• [Opdracht] Geef uit de geselecteerde tekst woordelijk het stuk weer dat opent met de woorden "We fietsen verder" en sluit met "nog goed zichtbaar.".

• [Geselecteerde tekst]

_ _ _ _ _ _ _

De benodigde kettingen en vooral de eventueel ook te vervangen cassette en/of kettingblad heeft echter niet elke fietsenmaker op voorraad. Al in Boedapest hebben we besloten om in Slovenië de kettingen te vervangen. Slovenië lijkt ons een echt fietsland, met veel mountainbikers en dus met meer kans om direct geholpen te worden. De meeste kans biedt Ljubljana maar we spreken af dat we dat niet afwachten en elke fietsenmaker, die meer of min op onze route zit, bezoeken. En in Celje schijnt een goede te zitten. We fietsen ernaar toe en hebben even moeite om hem te vinden: hij blijkt in de catacomben van een voetbalstadion te zitten. De fietsenmaker bekijkt de fietsen en oordeelt dat beide kettingen inmiddels “totally worn out” zijn en dat bij beide fietsen de cassette en ook misschien (Roelie) en zeker (Harry) het kettingblad vervangen moet worden. Pffff, dat wordt kostbaar en we zijn nu 3000 kilometer onderweg. Oké, dat de ketting sneller slijt vanwege onze routekeuzes is tot daar aan toe, maar een cassette moet toch veel langer meegaan? Met weemoed denken we even aan onze andere fietsen die geen ketting maar een riem en geen cassette maar een pinion versnellingsbak hebben en die het makkelijk meer dan 35.000 kilometer volhoudt. Als we nu elke 3000 kilometer voor enkele honderden euro’s kwijt zijn aan nieuwe kettingen, cassettes en (mogelijk) kettingbladen, dan wordt dit een duur reisje. Enfin, de fietsenmaker kan de ketting en cassette van Roelie vervangen en zegt te hopen dat het kettingblad -die hij overigens toch niet op voorraad heeft- nog even meekan. Harry kan niet geholpen worden, want van zijn fiets heeft de beste man niets op voorraad: “you just continue cycling until it breaks down and then have everything replaced”, mooi advies…

We fietsen verder het dal van de rivier Savinja in en zien al snel de enorme verwoesting die deze rivier begin augustus teweeg heeft gebracht tijdens de overstromingen. Het water heeft tijdens die ramp iets van 8 meter hoger gestaan en, hoewel de rivier weer tot normale proporties terug is, is de vernietiging op de oevers en ver daarbuiten is nog goed zichtbaar.

_ _ _ _ _ _ _

• [Aangeleverde invoer]

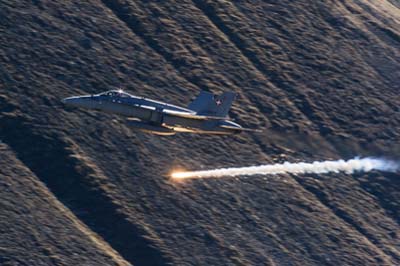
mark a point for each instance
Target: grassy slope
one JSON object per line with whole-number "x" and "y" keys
{"x": 322, "y": 78}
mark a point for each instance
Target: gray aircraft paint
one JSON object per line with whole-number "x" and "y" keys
{"x": 207, "y": 114}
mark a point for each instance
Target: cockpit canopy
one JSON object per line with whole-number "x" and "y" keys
{"x": 112, "y": 93}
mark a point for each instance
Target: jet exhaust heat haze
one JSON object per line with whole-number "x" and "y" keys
{"x": 318, "y": 167}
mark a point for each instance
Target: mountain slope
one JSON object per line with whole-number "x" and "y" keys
{"x": 320, "y": 77}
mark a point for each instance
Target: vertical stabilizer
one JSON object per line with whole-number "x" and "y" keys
{"x": 213, "y": 105}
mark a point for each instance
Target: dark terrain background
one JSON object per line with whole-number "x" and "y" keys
{"x": 79, "y": 187}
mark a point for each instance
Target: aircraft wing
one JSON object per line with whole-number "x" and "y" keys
{"x": 192, "y": 115}
{"x": 241, "y": 128}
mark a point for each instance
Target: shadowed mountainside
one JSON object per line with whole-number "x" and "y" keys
{"x": 80, "y": 187}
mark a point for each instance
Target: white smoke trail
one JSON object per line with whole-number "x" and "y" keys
{"x": 349, "y": 167}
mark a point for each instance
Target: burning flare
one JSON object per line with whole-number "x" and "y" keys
{"x": 349, "y": 167}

_ _ _ _ _ _ _

• [Eindantwoord]
We fietsen verder het dal van de rivier Savinja in en zien al snel de enorme verwoesting die deze rivier begin augustus teweeg heeft gebracht tijdens de overstromingen. Het water heeft tijdens die ramp iets van 8 meter hoger gestaan en, hoewel de rivier weer tot normale proporties terug is, is de vernietiging op de oevers en ver daarbuiten is nog goed zichtbaar.